◆ Passage for review:
Over the last couple of weeks, I’ve been reading Grit, by Angela Duckworth (@angeladuckw for all you Twitter fans!). If you haven’t checked this book out, I highly recommend it. It’s a fantastic book that has different theories on motivation and why people strive to become better for society. Further, she defines grit as people who overcome adversities to get better. It’s ”the combination of passion and perseverance” that leads to people having grit.
As I was reading part of the book a question came to mind, how can we develop grit in our students? I found a few interesting facts that Duckworth expresses. One such concept is the reiteration of the importance of building relationships with our students. It is our responsibility to identify interests and help our students develop skills related to their interests. By no means do I mean we should only teach to their interests, but we should be open to them using their interests to show content knowledge. For example, if students need to show that they conducted research on a given topic, maybe they could express their research in their own way (like writing a song, creating a website or blog, making a video…) instead of always writing an essay. If we can allow them to be creative with their education (and build it around their interests), it will help drive their motivation and develop their “grit” for challenges they may encounter with their learning experiences.
As a teacher, sometimes I get caught up with data and student achievement. With all the data that drives some of our instruction, it is easy to forget that we are working with children and not adults. This leads to another concept that I feel is worth mentioning… kids figure out their interest by playing. Maybe we need to play with our children more to figure out their interests and have these be more of a contributing factor in their education. With this stated, we also need to do our best to teach our students content that they will be tested on. I know what you’re thinking, how can we play with our students and not focus solely on the data? We need to remember that although data is important, it’s only a snapshot of student knowledge, and it does fluctuate.

◆ Assigned task A: According to the post about building grit in students, how do kids figure out their interests?
◆ Assigned task B: Continue the post about building grit in students, starting after its final sentence.
The entries after this point come from a separate source.

Stored data entries:

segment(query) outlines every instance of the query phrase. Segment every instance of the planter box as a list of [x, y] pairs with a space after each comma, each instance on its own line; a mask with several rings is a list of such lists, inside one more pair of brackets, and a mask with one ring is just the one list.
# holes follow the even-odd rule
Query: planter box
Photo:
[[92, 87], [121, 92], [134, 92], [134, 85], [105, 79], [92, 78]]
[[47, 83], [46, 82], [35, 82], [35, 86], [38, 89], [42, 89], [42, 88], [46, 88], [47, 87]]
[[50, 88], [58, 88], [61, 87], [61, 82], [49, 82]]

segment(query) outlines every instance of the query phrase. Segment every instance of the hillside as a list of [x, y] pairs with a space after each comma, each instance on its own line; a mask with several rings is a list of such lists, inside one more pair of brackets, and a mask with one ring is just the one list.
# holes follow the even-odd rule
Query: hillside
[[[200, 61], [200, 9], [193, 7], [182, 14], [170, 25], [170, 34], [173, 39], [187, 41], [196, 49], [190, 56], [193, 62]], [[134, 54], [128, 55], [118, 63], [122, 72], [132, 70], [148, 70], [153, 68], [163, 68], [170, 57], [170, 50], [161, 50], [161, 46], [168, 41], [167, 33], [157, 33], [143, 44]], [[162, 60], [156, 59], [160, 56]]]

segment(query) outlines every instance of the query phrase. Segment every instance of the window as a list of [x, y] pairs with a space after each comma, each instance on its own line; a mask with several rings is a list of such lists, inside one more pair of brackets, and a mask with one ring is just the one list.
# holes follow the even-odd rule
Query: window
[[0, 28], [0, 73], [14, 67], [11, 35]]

◆ Written answer A: They figure out their interests by playing.

◆ Written answer B:
Finally, students need constructive feedback during the learning process. The quicker the feedback the better. While doing this, we need to remember to encourage them along the way. I know it’s hard for me to hear constructive feedback and not let it ruin my day. If we don’t give them feedback on failures, guiding them to learn from their mistakes, students may not learn to the their true potential. Students need to be encouraged to persevere through their challenges in life and not give up. They need to know we have their back especially when they make mistakes. Thank goodness I have a patient wife because I make MANY mistakes every day. I know it’s hard for me to hear constructive feedback and not let it ruin my day. With a positive attitude and a respectful learning community, the sky's the limit in what our students can achieve. After all it’s all about the kids!